## BEGIN Records for processing

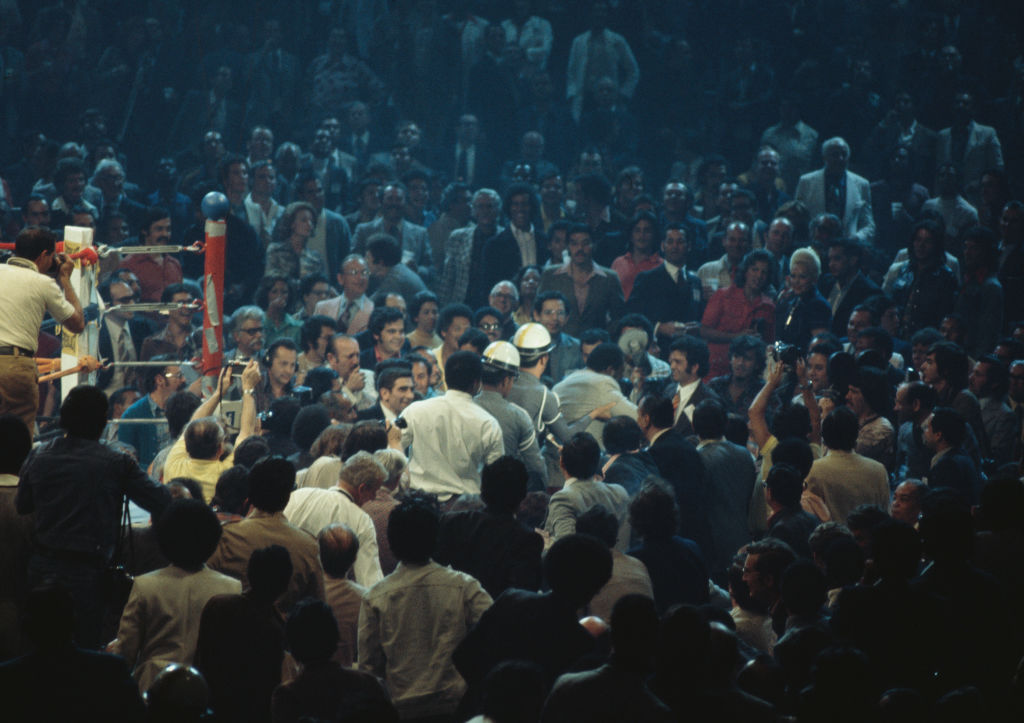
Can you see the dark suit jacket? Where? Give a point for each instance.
(375, 412)
(860, 288)
(139, 330)
(680, 465)
(496, 549)
(502, 257)
(702, 392)
(955, 470)
(658, 298)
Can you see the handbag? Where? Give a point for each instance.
(117, 579)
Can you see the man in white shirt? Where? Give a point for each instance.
(312, 509)
(452, 438)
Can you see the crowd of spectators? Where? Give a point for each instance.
(586, 360)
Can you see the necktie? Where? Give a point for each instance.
(346, 316)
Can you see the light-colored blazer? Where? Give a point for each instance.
(982, 152)
(332, 308)
(857, 219)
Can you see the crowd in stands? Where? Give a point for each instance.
(584, 360)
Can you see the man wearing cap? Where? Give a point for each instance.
(501, 367)
(28, 295)
(452, 438)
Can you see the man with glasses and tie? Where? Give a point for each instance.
(160, 383)
(351, 308)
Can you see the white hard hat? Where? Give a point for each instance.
(531, 340)
(503, 355)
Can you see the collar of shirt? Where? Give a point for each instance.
(686, 391)
(23, 263)
(674, 270)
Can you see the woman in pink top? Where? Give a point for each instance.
(642, 255)
(739, 309)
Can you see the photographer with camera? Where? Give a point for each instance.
(30, 292)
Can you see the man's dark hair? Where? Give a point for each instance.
(895, 550)
(83, 413)
(773, 557)
(658, 409)
(15, 443)
(792, 421)
(582, 456)
(576, 567)
(596, 187)
(231, 491)
(599, 522)
(66, 167)
(338, 549)
(312, 632)
(785, 484)
(949, 423)
(389, 372)
(31, 243)
(747, 344)
(383, 315)
(653, 512)
(622, 434)
(367, 435)
(839, 430)
(503, 484)
(187, 533)
(307, 283)
(695, 350)
(804, 590)
(998, 376)
(796, 453)
(421, 297)
(251, 451)
(594, 336)
(152, 215)
(475, 338)
(270, 483)
(309, 422)
(385, 250)
(709, 420)
(412, 527)
(604, 356)
(878, 338)
(462, 371)
(450, 312)
(311, 328)
(268, 572)
(951, 363)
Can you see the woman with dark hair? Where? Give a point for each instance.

## END Records for processing

● Do this
Update the records above by replacing every occurrence of "Give a point for each instance" with "Mark each instance with a point", keeping everything else unchanged. Omit the pictures from your answer.

● The output
Can you see the dark suit jacket? Where? Mark each instance with a point.
(375, 412)
(860, 288)
(139, 330)
(680, 465)
(496, 549)
(502, 257)
(702, 392)
(955, 470)
(658, 298)
Can you see the handbag? Where? Mark each instance with a point.
(117, 579)
Can you see the man in white shirt? Where? Mark each instance with a point.
(312, 509)
(452, 438)
Can you see the crowd of spectators? Where? Mark each instance with a point.
(586, 360)
Can you see the necktie? Where? Mark each instance with a point.
(346, 316)
Can you see the light-colored blazer? Where? Mark each instance with a point.
(982, 152)
(332, 308)
(857, 219)
Can you see the crowd in stands? Where? Mark each instance with a point.
(584, 360)
Can you see the man wearing cap? Where? Mark each instance with a point.
(501, 367)
(28, 295)
(452, 438)
Can you see the man with glasses and tie? Where? Mark each instance with a point.
(160, 383)
(351, 308)
Can you see the white hard hat? Where? Mark each instance with a point.
(531, 340)
(503, 355)
Can you see the collar of shirt? Where? Mark each instance with a point.
(686, 391)
(23, 263)
(674, 270)
Can you see the woman in pink top? Where? Mark each instance with a point.
(642, 255)
(739, 309)
Can you see the photographer with camera? Where? Mark each instance with a point.
(30, 292)
Can you see the man's dark hair? Where? Mark each instance with a point.
(895, 550)
(83, 413)
(773, 557)
(658, 409)
(15, 443)
(792, 421)
(582, 456)
(576, 567)
(596, 187)
(231, 491)
(599, 522)
(66, 167)
(338, 549)
(312, 632)
(785, 484)
(949, 423)
(389, 372)
(31, 243)
(747, 344)
(383, 315)
(653, 512)
(622, 434)
(367, 435)
(839, 430)
(503, 484)
(187, 533)
(307, 283)
(695, 350)
(804, 590)
(998, 376)
(796, 453)
(421, 297)
(251, 451)
(594, 336)
(152, 215)
(475, 338)
(270, 483)
(309, 422)
(385, 250)
(709, 420)
(412, 527)
(604, 356)
(878, 338)
(462, 371)
(450, 312)
(311, 328)
(268, 572)
(951, 363)
Can you see the woman with dark hair? Where? Mark each instance with a point.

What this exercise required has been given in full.